EXTRACTED DATA:
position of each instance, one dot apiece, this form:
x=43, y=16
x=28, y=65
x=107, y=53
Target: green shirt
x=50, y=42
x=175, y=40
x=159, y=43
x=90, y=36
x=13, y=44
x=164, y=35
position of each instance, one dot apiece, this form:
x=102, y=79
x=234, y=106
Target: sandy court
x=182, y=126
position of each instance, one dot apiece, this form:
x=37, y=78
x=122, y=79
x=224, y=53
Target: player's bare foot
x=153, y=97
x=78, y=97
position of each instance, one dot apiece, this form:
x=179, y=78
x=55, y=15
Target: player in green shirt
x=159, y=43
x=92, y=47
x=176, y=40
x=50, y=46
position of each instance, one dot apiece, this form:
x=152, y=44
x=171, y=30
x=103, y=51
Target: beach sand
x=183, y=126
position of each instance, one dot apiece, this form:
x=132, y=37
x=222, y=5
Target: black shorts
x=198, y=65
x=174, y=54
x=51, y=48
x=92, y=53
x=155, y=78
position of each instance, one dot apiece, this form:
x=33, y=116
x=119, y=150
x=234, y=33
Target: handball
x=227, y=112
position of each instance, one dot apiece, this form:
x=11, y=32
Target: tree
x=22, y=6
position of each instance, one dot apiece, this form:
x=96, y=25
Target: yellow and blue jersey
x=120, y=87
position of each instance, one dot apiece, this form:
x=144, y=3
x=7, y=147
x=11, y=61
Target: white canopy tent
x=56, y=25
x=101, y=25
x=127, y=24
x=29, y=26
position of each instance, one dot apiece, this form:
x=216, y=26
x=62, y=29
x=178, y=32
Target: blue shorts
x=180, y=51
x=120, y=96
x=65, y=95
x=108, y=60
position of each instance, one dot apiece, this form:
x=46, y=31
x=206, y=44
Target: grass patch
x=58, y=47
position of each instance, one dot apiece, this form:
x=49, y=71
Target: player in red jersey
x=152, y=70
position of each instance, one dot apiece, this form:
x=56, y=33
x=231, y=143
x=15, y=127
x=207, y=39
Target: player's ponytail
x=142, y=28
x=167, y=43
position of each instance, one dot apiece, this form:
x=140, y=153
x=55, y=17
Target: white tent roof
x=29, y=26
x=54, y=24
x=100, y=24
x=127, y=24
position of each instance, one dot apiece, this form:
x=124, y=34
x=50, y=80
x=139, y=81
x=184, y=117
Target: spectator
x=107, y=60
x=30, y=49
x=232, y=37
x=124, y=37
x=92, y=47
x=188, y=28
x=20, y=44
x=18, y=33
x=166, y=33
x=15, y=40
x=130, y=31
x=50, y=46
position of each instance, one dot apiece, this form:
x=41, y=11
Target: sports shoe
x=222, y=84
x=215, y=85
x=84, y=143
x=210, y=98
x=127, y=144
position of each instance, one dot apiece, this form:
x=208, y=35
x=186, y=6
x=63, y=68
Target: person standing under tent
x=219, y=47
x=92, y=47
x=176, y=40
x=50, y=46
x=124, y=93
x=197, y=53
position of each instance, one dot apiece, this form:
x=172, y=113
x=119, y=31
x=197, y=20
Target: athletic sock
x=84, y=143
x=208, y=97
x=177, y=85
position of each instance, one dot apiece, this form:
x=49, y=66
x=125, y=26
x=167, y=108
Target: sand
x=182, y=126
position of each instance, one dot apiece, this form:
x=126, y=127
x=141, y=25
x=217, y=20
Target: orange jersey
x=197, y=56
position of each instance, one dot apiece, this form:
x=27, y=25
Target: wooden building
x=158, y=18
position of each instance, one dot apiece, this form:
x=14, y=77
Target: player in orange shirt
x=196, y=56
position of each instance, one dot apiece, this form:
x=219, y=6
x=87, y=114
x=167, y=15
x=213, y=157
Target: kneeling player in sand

WHAT YOU WILL DO: Please copy all of the records above line for line, with no changes.

FULL ANSWER:
position of each instance, one dot apiece, this form:
x=43, y=16
x=28, y=65
x=107, y=53
Target: green shirt
x=50, y=42
x=175, y=40
x=159, y=43
x=90, y=36
x=13, y=44
x=164, y=35
position of each instance, one dot apiece, this form:
x=102, y=79
x=234, y=106
Target: sandy court
x=182, y=126
position of each instance, one dot apiece, this form:
x=37, y=78
x=122, y=79
x=224, y=53
Target: player's bare foot
x=153, y=97
x=78, y=97
position of each instance, one dot apiece, this form:
x=179, y=78
x=55, y=15
Target: player in green shirt
x=159, y=43
x=92, y=47
x=176, y=40
x=50, y=46
position of each instance, one dot apiece, this form:
x=152, y=44
x=171, y=30
x=103, y=51
Target: beach sand
x=183, y=126
position of each instance, one dot apiece, this form:
x=132, y=37
x=222, y=5
Target: black shorts
x=198, y=65
x=174, y=54
x=51, y=48
x=92, y=53
x=155, y=78
position of each instance, one dot apiece, this form:
x=33, y=116
x=119, y=150
x=234, y=33
Target: handball
x=227, y=112
position of each instance, one dot apiece, this form:
x=11, y=32
Target: tree
x=22, y=6
position of each instance, one dot apiece, this form:
x=96, y=25
Target: yellow and blue jersey
x=120, y=87
position of each instance, one dot apiece, this form:
x=144, y=3
x=7, y=147
x=11, y=61
Target: white canopy tent
x=56, y=25
x=101, y=25
x=127, y=24
x=29, y=26
position of each instance, one dot apiece, this form:
x=216, y=26
x=62, y=29
x=178, y=32
Target: blue shorts
x=180, y=51
x=120, y=96
x=65, y=95
x=108, y=60
position of each instance, one dot apiece, this form:
x=46, y=31
x=206, y=44
Target: grass patch
x=58, y=47
position of each instance, one dot apiece, this form:
x=49, y=71
Target: player in red jersey
x=152, y=70
position of each instance, one dot apiece, this form:
x=56, y=33
x=231, y=143
x=15, y=127
x=207, y=39
Target: player's ponytail
x=142, y=28
x=167, y=43
position of each instance, one dot apiece, this form:
x=140, y=153
x=55, y=17
Target: white tent roof
x=29, y=26
x=54, y=24
x=100, y=24
x=127, y=24
position of each instance, one dot apiece, this form:
x=124, y=34
x=50, y=80
x=139, y=81
x=184, y=117
Target: spectator
x=107, y=60
x=30, y=49
x=232, y=37
x=124, y=37
x=92, y=47
x=188, y=28
x=20, y=44
x=18, y=33
x=166, y=33
x=15, y=40
x=130, y=31
x=50, y=46
position of each instance, one dot apiece, this form:
x=41, y=11
Target: sports shoe
x=222, y=84
x=215, y=85
x=84, y=143
x=210, y=98
x=127, y=144
position of each instance, one dot apiece, this form:
x=208, y=35
x=186, y=6
x=63, y=68
Target: person standing under tent
x=219, y=47
x=92, y=47
x=176, y=40
x=50, y=46
x=124, y=93
x=197, y=53
position of each instance, one dot apiece, this form:
x=172, y=113
x=119, y=31
x=197, y=20
Target: athletic sock
x=84, y=143
x=208, y=97
x=177, y=85
position of each instance, one dot apiece, this form:
x=49, y=66
x=125, y=26
x=167, y=108
Target: sand
x=182, y=126
position of each instance, one dot apiece, this form:
x=126, y=127
x=141, y=25
x=217, y=20
Target: orange jersey
x=197, y=56
position of each instance, one dot apiece, this form:
x=27, y=25
Target: wooden building
x=158, y=18
position of each instance, one dot apiece, this form:
x=14, y=77
Target: player in orange shirt
x=196, y=56
position of each instance, one dot apiece, this form:
x=219, y=6
x=87, y=114
x=167, y=15
x=213, y=157
Target: kneeling player in sand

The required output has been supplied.